# Tasks to perform:
A - According to the article on Collective's funding round, how much has the company raised in total?
B - Please carry on the article about Collective's funding round from its last paragraph.

START Document text

Collective, a platform and advisory team that provides bookkeeping, payroll and tax advice to freelancers, today announced it raised $50 million in a funding round led by Gradient Ventures, Innovius Capital, The General Partnership, General Catalyst, QED, Expa and Better Tomorrow Ventures.
The tranche brings Collective’s total raised to $82 million. It’ll be put toward investments in product development and scaling the company’s operations, co-founder and CEO Hooman Radfar says, growing Collective’s 200-employee headcount by about 30% by next June.
“During economic slowdowns like the 2008 recession, the COVID-19 pandemic, and, more recently, the headwinds experienced by the tech sector, the self-employed market has experienced significant growth,” Radfar told TechCrunch in an email interview. “This investment round showcases our strong positioning and growth trajectory.”
Ugur Kaner, Bugra Akcay and Radfar co-founded Collective, which is based in San Francisco, several years ago. Radfar met Ugur while working as a founding partner at the VC firm Expa Ventures, and recruited Akcay, their mutual friend, to kickstart the business.
“Collective is the first all-in-one, online back office for ‘businesses-of-one,’” Radfar said. “It’s unique in that we provide all the services you would typically see in an enterprise-level finance department in one, easy-to-use platform.”
Radfar says that he was inspired to found Collective by his experiences as the child of immigrants. Both his parents chose self-employment when they immigrated to the United States. But after they divorced, Radfar’s mother opted to run her business as a sole proprietorship while his father chose to “S-elect” his company. Unlike a proprietorship, an “S corporation” can be taxed as a pass-through entity, meaning that income, losses, deductions and credits can be reported as part of a personal tax return.
“As a result of that simple choice in freelancing — formation structure — my father saved hundreds of thousands of dollars that my mother did not,” Radfar said. “Entrepreneurship is being hindered by an antiquated approach to financial management, preventing businesses of one from effectively running their operations in a manner that maximizes their net income.”
Collective aims to provide all the services you’d typically see in an enterprise-level finance department. Leveraging AI (specifically OpenAI’s GPT-4), the platform attempts to automate processes like categorizing expenses and bank reconciliation. Beyond this, Collective offers tools for tasks like executing payroll, filing quarterly and annual taxes and tracking monthly expenses and deductions.
The goal is to eliminate the need for self-employed people to rely on separate tools for payroll, bookkeeping, taxes and accounting, Radfar says — one of the hardest aspects of freelancing. According to one poll, managing finances — e.g. invoicing, tracking expenses and paying taxes — is a significant challenge for 18% of freelancers.

END Document text
START Supplied material

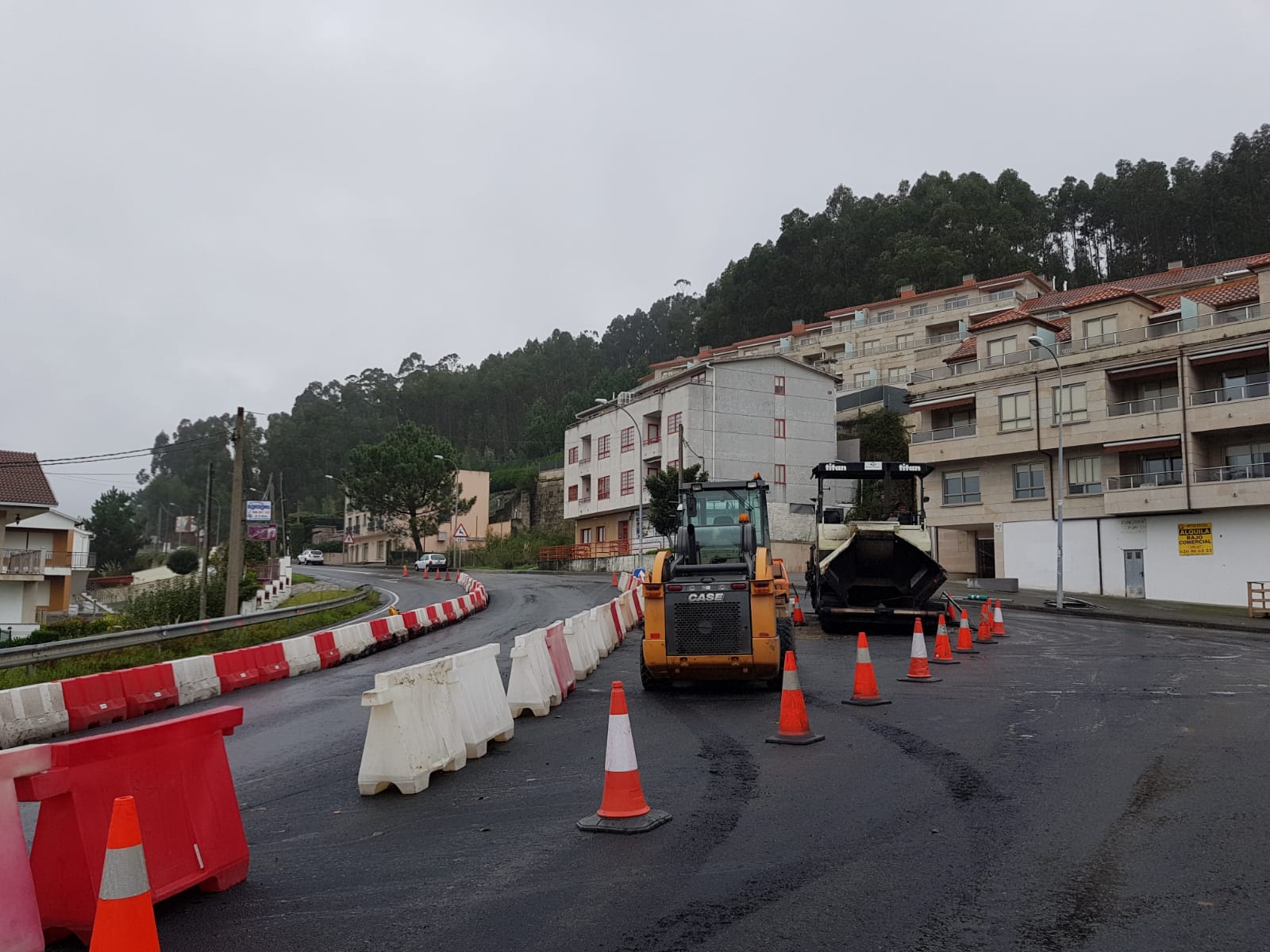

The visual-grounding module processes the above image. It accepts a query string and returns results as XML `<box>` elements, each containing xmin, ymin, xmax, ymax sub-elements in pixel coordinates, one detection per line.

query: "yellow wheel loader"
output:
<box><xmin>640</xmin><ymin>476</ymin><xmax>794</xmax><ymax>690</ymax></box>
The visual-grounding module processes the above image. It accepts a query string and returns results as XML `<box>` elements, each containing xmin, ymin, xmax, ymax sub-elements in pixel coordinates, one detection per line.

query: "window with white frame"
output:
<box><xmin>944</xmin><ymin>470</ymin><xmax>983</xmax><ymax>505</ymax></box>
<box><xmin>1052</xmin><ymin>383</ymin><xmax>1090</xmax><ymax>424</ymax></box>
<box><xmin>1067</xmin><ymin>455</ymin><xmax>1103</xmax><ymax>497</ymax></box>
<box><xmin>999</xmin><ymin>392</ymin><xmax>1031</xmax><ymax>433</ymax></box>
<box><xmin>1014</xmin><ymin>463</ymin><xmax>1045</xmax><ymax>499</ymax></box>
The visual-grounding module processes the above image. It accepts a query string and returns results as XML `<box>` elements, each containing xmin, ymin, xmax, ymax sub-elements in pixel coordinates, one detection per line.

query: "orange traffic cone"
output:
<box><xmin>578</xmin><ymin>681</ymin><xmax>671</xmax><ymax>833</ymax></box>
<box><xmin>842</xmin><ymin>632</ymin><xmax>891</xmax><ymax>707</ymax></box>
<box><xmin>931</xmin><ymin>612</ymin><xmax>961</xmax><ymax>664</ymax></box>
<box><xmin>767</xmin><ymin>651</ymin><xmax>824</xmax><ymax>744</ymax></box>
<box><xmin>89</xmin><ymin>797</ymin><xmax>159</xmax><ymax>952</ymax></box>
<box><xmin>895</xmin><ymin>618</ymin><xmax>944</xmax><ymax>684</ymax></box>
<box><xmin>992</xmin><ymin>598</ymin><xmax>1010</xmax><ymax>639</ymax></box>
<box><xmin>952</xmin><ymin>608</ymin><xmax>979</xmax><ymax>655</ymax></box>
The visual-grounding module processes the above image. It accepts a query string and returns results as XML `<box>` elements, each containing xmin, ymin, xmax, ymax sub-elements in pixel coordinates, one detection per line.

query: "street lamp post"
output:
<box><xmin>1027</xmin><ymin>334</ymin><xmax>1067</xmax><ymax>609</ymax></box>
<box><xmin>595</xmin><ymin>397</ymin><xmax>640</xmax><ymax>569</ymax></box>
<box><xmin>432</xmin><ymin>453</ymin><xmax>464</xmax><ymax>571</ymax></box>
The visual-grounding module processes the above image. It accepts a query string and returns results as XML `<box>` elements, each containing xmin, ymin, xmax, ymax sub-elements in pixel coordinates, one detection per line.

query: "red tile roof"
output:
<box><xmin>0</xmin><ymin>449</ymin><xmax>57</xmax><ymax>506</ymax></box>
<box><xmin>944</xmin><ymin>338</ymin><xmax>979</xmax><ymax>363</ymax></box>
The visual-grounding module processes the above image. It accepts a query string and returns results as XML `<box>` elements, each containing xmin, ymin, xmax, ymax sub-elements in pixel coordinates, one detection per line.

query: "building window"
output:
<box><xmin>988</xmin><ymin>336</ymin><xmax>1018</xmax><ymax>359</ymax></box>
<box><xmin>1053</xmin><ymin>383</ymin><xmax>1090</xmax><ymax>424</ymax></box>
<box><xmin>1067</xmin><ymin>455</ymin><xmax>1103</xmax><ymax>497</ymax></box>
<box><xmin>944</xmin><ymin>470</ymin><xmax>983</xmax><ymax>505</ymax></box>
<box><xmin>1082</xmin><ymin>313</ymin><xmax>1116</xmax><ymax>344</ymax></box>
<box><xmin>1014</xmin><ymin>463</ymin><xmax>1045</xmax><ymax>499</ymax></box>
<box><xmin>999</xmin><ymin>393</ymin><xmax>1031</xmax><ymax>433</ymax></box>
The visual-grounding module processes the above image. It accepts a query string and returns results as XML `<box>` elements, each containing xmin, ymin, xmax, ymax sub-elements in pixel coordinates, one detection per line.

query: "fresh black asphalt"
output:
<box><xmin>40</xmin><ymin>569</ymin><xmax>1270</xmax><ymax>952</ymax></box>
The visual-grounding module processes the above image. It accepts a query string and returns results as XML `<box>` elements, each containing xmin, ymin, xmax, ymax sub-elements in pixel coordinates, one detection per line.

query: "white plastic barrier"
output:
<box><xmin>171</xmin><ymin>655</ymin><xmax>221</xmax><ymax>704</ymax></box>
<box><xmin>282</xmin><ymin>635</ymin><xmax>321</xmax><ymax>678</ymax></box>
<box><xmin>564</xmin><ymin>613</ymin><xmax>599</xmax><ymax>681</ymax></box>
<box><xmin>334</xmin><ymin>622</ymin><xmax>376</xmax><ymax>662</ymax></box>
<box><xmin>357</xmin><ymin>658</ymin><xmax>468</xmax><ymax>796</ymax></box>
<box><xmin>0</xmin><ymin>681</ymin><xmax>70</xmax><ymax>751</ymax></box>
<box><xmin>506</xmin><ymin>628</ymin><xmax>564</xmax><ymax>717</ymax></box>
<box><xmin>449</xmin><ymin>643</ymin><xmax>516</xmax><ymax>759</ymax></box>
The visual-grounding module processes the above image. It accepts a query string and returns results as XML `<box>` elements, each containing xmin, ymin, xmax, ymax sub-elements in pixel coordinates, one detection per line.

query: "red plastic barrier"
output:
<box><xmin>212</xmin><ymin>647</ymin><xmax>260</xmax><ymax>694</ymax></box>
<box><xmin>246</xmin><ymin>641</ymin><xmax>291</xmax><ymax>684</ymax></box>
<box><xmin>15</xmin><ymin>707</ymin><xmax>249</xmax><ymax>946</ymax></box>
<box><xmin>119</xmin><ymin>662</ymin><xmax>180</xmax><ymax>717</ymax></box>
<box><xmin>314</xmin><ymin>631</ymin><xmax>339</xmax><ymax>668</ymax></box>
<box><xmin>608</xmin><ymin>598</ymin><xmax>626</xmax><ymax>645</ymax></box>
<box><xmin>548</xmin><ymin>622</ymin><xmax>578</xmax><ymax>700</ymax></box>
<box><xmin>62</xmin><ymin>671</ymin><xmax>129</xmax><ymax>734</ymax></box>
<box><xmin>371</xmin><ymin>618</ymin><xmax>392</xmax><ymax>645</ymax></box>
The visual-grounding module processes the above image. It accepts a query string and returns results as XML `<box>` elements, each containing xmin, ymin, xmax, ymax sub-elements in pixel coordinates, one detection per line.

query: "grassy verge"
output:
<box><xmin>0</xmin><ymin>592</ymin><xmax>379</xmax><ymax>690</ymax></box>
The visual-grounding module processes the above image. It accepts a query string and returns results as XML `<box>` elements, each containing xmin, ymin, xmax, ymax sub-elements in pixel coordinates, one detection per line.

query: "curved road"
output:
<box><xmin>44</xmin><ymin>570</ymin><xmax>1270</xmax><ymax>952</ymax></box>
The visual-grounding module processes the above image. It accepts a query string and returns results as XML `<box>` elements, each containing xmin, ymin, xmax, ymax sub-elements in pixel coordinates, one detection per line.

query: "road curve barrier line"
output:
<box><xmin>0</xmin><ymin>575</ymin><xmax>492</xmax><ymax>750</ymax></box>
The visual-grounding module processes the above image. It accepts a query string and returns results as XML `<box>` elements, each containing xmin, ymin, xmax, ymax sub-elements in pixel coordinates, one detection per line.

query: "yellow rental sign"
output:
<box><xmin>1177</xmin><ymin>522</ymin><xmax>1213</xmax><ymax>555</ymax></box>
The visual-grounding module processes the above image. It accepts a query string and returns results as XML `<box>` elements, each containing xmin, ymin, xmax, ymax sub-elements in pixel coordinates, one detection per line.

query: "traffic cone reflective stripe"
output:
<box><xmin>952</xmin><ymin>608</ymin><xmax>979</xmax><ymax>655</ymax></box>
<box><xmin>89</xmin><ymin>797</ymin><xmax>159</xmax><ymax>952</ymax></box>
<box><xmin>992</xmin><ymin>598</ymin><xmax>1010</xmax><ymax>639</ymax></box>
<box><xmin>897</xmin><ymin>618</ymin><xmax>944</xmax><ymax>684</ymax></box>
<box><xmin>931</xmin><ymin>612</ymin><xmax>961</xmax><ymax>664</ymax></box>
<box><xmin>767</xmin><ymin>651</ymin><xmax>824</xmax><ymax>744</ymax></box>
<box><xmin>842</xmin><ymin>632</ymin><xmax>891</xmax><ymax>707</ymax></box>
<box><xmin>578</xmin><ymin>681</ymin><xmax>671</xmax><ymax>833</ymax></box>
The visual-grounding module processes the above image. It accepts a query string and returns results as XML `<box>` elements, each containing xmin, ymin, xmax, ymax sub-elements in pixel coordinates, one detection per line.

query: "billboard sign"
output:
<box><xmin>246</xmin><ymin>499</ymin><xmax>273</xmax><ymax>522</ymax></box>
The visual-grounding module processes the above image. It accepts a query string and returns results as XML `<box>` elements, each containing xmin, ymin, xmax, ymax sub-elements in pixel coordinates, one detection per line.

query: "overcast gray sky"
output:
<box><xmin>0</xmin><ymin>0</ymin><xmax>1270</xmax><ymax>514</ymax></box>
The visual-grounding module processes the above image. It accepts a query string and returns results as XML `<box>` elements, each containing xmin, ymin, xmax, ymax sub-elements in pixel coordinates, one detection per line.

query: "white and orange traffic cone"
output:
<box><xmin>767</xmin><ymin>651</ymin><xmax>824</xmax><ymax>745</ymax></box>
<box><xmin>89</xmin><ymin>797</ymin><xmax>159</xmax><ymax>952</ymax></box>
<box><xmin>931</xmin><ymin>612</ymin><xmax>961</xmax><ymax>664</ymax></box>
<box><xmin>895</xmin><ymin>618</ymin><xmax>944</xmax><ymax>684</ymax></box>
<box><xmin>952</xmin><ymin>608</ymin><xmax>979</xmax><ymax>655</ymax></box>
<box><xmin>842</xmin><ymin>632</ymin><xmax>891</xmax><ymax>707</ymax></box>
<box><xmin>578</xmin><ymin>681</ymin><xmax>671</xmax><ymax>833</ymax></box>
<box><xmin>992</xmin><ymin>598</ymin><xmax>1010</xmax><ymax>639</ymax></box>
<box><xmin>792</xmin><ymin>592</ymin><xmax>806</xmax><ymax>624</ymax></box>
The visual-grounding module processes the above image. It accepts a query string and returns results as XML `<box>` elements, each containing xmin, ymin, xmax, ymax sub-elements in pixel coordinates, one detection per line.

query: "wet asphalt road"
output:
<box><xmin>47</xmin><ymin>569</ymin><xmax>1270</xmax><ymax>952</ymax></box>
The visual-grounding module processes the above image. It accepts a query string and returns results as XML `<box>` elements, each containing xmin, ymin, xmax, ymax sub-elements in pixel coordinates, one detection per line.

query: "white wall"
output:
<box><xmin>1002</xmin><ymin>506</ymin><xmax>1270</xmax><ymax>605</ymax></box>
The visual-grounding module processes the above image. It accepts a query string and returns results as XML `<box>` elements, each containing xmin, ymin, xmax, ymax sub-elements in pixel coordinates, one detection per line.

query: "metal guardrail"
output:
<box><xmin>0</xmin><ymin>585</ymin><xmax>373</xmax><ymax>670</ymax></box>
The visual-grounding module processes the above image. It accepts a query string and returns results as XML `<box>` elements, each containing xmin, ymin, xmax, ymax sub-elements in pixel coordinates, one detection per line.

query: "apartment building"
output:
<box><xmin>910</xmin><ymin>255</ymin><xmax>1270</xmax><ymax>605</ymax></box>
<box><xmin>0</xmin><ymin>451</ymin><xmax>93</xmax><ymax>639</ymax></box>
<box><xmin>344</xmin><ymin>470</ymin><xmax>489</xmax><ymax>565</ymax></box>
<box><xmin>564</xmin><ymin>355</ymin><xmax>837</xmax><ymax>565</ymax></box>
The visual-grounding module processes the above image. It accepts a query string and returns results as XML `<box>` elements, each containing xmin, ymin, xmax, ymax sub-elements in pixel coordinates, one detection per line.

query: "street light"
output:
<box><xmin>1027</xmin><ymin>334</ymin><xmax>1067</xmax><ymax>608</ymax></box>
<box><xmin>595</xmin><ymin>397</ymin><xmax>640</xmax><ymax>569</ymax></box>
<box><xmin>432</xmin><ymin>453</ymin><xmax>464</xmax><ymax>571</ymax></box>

END Supplied material

# Answers provided:
A - $82 million.

B -
“Our members are not only the owners of their businesses, but they’re also responsible for key decisions around the tools and services,” he added. “That’s why Collective is valuable for this category — any time they can save is extra time that they can leverage to provide services to their clients.”
Collective, which claims to serve thousands of members across the the U.S. (and “eight-figure” annual recurring revenue), with a waitlist exceeding 100,000, eventually plans to work with Big Tech companies like Google and Meta to provide membership to its services as a benefit to contractors.
It’ll have to best the competition to get there. There’s Wingspan, which offers an all-in-one payment platform for contractors. Elsewhere, Beam provides an array of tools to help contractors get paid faster, albeit contractors primarily in the construction industry.
Asked about the rivals, Radfar pointed out that the market for freelancer financial services is vast — and steadily growing. Thirty-nine percent of the U.S. workforce now participates in freelance work, a proportion that’s projected to increase to over 50% by 2027.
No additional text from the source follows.